_Directions_: Can you output the entries from the start through the line containing "380 333 L 386", inclusive, as a two-column CSV with headers entry_text and answer, one row per entry, each value in a single quoted field with line breaks replaced by spaces?

━━━━━━━━━━━━━━━━

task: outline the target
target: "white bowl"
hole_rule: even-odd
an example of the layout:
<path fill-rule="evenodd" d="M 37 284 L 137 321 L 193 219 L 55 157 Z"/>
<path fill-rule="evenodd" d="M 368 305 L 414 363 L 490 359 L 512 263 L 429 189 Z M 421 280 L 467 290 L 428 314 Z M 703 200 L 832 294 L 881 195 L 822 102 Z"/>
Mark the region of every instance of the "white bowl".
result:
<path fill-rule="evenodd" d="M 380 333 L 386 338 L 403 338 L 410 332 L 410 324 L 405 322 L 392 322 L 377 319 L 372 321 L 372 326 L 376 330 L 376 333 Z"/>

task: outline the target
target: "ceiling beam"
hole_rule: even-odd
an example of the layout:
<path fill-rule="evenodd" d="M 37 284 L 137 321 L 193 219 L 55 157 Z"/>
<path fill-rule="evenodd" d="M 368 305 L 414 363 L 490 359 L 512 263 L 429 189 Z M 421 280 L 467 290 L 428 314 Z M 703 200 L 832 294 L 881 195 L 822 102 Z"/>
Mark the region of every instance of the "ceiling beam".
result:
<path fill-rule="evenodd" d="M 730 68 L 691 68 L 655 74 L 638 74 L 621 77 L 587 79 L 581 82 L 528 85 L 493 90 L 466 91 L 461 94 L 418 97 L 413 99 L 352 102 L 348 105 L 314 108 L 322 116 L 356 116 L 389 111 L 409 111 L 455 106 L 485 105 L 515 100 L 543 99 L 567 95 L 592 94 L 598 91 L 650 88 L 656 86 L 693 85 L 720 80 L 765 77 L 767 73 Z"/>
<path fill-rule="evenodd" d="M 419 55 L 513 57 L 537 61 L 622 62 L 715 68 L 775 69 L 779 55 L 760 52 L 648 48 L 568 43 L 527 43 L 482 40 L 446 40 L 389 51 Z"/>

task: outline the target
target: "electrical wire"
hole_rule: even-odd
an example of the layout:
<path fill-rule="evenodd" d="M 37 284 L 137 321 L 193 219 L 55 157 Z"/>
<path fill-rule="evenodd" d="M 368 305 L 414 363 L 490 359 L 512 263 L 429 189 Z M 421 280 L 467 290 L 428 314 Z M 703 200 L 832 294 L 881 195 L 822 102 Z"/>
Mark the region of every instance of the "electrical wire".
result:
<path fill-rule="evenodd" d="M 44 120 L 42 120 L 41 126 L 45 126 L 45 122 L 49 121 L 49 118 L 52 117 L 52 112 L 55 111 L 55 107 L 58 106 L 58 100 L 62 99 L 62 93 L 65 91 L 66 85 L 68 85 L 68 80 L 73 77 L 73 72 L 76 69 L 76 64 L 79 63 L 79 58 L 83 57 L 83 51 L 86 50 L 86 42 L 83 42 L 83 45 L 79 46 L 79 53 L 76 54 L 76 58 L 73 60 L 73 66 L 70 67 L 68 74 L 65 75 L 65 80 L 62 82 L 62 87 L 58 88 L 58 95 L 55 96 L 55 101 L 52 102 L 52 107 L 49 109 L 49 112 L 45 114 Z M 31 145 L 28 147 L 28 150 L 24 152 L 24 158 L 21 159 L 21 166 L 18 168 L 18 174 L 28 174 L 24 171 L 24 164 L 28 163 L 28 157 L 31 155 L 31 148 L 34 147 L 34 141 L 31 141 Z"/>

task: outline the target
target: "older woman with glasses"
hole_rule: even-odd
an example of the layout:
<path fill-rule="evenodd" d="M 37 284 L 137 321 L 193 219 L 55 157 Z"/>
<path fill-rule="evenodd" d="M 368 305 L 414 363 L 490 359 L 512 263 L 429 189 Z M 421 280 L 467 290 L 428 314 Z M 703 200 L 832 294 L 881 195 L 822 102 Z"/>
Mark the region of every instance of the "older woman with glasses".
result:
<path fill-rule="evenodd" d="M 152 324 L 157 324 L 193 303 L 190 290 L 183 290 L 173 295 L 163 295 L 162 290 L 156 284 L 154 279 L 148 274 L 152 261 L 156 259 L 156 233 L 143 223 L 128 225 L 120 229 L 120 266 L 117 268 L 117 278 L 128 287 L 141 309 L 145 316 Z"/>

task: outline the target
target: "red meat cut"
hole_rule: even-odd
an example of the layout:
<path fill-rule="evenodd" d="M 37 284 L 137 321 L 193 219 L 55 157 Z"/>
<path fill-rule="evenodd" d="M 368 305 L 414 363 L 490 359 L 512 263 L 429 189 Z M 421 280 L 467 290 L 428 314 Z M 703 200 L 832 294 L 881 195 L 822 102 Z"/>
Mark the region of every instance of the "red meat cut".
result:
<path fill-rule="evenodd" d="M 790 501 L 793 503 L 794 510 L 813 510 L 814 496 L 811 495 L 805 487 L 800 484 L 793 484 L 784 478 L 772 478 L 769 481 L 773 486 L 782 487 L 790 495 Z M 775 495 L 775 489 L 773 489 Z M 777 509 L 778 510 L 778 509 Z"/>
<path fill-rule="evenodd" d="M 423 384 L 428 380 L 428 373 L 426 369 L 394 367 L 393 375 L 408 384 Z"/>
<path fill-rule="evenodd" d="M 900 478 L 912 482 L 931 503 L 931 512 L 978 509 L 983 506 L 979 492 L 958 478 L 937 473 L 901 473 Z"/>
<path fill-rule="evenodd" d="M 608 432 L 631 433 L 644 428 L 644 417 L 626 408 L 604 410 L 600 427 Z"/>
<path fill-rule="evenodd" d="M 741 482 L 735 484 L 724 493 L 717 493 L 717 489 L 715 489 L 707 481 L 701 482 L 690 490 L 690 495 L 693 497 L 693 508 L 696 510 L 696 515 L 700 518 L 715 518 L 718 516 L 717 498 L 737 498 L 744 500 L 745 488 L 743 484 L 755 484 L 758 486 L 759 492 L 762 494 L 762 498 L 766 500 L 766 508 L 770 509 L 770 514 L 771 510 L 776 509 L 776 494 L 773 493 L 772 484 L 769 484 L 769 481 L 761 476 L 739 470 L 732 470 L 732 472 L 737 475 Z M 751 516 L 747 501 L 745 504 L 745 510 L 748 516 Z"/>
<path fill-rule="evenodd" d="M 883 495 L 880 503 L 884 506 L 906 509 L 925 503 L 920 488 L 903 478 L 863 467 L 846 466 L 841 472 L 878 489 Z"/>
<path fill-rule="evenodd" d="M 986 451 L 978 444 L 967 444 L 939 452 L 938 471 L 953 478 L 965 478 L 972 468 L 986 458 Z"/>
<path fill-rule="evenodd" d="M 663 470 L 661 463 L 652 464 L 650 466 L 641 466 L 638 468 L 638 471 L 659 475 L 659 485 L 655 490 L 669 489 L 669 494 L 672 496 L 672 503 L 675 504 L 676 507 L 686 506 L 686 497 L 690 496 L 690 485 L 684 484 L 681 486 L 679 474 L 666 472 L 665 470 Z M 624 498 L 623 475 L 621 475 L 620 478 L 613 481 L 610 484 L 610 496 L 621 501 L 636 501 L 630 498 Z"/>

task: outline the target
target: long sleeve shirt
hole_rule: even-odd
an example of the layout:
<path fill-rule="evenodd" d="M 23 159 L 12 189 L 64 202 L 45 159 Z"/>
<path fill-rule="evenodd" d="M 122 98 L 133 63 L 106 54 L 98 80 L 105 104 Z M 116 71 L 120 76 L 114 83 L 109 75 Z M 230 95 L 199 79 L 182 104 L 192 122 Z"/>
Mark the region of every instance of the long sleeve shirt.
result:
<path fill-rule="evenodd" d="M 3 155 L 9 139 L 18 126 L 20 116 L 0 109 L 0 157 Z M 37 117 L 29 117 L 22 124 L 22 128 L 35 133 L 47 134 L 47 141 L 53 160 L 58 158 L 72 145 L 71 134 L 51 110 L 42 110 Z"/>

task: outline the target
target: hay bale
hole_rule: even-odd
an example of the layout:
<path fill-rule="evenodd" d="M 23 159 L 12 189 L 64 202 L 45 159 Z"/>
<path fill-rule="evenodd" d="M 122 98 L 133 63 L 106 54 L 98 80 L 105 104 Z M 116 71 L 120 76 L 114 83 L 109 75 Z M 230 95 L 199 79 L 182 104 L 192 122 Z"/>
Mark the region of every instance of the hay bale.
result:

━━━━━━━━━━━━━━━━

_Solved problem_:
entry_text,answer
"task: outline the target target: ""white bowl"" hole_rule: even-odd an example of the layout: <path fill-rule=""evenodd"" d=""M 37 284 L 137 321 L 193 219 L 55 157 Z""/> <path fill-rule=""evenodd"" d=""M 368 305 L 414 363 L 490 359 L 512 263 L 429 189 Z M 421 280 L 467 290 L 428 314 Z M 703 200 L 832 294 L 881 195 L 822 102 Z""/> Mark the region of every instance of the ""white bowl"". result:","<path fill-rule=""evenodd"" d=""M 380 333 L 386 338 L 403 338 L 410 332 L 410 324 L 405 322 L 392 322 L 377 319 L 372 321 L 372 326 L 376 330 L 376 333 Z""/>"